— Begin MATERIAL PROVIDED —
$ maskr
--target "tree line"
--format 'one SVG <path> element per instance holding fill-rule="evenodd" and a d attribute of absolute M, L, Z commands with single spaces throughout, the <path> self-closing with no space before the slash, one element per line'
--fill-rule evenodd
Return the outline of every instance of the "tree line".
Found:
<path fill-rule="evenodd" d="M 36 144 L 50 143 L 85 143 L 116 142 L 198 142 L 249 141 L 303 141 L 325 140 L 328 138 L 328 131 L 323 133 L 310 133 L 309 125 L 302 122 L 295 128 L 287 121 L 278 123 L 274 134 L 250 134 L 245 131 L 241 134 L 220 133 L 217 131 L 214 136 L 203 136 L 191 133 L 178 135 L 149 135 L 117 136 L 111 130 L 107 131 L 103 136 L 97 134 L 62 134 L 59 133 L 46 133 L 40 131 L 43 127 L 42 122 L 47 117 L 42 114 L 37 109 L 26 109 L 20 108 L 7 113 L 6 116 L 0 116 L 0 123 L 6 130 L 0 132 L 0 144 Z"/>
— End MATERIAL PROVIDED —
SET EXERCISE — Reproduce the lines above, swapping "tree line" for "forest edge" and leaving everything else unchanged.

RESPONSE BELOW —
$ maskr
--target "forest edge"
--format 'one SVG <path> element per instance holding fill-rule="evenodd" and a d attribute of absolute M, L, Z commands with single spaces throughout, the <path> self-closing with no space before the slash, one element per line'
--fill-rule evenodd
Return the outline of every instance of the "forest edge".
Found:
<path fill-rule="evenodd" d="M 36 144 L 50 143 L 85 143 L 116 142 L 198 142 L 249 141 L 303 141 L 325 140 L 328 138 L 328 131 L 323 133 L 310 133 L 309 125 L 302 122 L 295 128 L 287 121 L 278 123 L 274 134 L 250 134 L 245 131 L 241 134 L 220 133 L 217 131 L 214 136 L 203 136 L 191 133 L 178 135 L 149 135 L 117 136 L 111 130 L 107 131 L 103 136 L 97 134 L 62 134 L 59 133 L 46 133 L 40 131 L 43 127 L 42 122 L 47 117 L 42 114 L 37 109 L 26 109 L 20 108 L 7 113 L 6 116 L 0 116 L 0 123 L 6 130 L 0 132 L 0 144 Z"/>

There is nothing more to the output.